- [EXCERPT PROVIDED]
>>>>

Clyde H. Farnsworth (essay date 15 December 1994)
SOURCE: "A Land Apart: A Canadian Looks South Sourly," in The New York Times, December 15, 1994, p. A4.
[In the following essay, which was based on an interview with Davies, Farnsworth presents the novelist's views on Canadian culture and politics.]
When American invaders crossed the Niagara frontier during the War of 1812, they came upon the family farm of one of the forebears of the author Robertson Davies and were astonished to find angry youths shooting at them from the farmhouse windows.
"They thought we'd be delighted to lay down the hateful British yoke, but they didn't think they were bringing another kind of yoke with them," said the man some consider to be Canada's greatest living writer.
Four of his ancestors fell in that engagement, the Battle of Stoney Creek, and he is proud that it helped to turn the tide against the invaders.
That Canadians are distinct from Americans is a subtheme of his novels, the most famous of which are the Deptford trilogy, Fifth Business, The Manticore and World of Wonders. In the 11th and latest novel, The Cunning Man, the aging hero—not unlike his 81-year-old creator—rues the withering of Canada's British connection and the growth of the American connection "under the caress of the iron hand and buckskin glove."

<<<<

- [DATA SUPPLIED]
>>>>

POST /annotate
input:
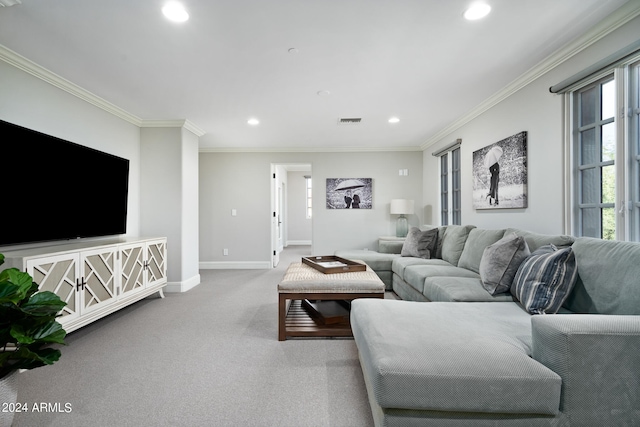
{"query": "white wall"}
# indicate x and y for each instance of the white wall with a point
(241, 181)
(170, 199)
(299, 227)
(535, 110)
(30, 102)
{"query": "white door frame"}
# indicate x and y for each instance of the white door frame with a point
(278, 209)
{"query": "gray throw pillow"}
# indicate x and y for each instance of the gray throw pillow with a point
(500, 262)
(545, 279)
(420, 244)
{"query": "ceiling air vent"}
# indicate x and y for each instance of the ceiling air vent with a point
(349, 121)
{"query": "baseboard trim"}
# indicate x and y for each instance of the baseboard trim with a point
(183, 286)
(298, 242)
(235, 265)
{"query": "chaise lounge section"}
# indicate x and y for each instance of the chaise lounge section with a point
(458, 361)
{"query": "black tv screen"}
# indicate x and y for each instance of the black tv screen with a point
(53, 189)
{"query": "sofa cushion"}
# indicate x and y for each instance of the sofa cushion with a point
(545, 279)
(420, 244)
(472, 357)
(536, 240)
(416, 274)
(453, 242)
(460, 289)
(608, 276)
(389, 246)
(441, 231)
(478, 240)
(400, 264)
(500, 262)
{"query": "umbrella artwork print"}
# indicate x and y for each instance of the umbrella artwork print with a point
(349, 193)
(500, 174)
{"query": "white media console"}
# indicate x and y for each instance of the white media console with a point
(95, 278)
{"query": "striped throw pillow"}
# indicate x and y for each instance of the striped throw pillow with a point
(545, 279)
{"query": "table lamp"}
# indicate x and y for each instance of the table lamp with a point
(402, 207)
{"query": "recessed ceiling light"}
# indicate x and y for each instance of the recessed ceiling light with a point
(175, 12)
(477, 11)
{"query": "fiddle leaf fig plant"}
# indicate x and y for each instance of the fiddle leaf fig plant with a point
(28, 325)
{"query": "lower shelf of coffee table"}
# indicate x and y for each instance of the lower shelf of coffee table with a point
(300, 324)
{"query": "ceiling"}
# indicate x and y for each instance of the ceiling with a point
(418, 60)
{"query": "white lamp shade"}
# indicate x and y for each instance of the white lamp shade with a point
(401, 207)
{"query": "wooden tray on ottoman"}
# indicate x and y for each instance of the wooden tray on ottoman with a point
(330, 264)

<<<<

- [GIVEN EXERCISE 1]
Answer these questions from the essay about Robertson Davies.
(a) During which war did American invaders cross the Niagara frontier?
(b) How many of Davies's ancestors fell at the Battle of Stoney Creek?
(c) What is the title of his 11th and latest novel?
- [GIVEN EXERCISE 2]
Switch "invaders" to "attackers" and write out the part of the essay about Robertson Davies starting with "Clyde H. Farnsworth" and going on through "against the invaders.".
- [GIVEN EXERCISE 3]
Please say whether each statement agrees with the essay about Robertson Davies, and quote the words that decide it.
(a) The essay was based on an interview with Davies.
(b) The Cunning Man is part of the Deptford trilogy.
(c) The difference between Canadians and Americans is a subtheme of his novels.

- [TASK RESULT 1]
(a) The War of 1812.
(b) Four.
(c) The Cunning Man.

- [TASK RESULT 2]
Clyde H. Farnsworth (essay date 15 December 1994)
SOURCE: "A Land Apart: A Canadian Looks South Sourly," in The New York Times, December 15, 1994, p. A4.
[In the following essay, which was based on an interview with Davies, Farnsworth presents the novelist's views on Canadian culture and politics.]
When American attackers crossed the Niagara frontier during the War of 1812, they came upon the family farm of one of the forebears of the author Robertson Davies and were astonished to find angry youths shooting at them from the farmhouse windows.
"They thought we'd be delighted to lay down the hateful British yoke, but they didn't think they were bringing another kind of yoke with them," said the man some consider to be Canada's greatest living writer.
Four of his ancestors fell in that engagement, the Battle of Stoney Creek, and he is proud that it helped to turn the tide against the attackers.

- [TASK RESULT 3]
(a) Yes: "which was based on an interview with Davies"
(b) No: "the Deptford trilogy, Fifth Business, The Manticore and World of Wonders"
(c) Yes: "That Canadians are distinct from Americans is a subtheme of his novels"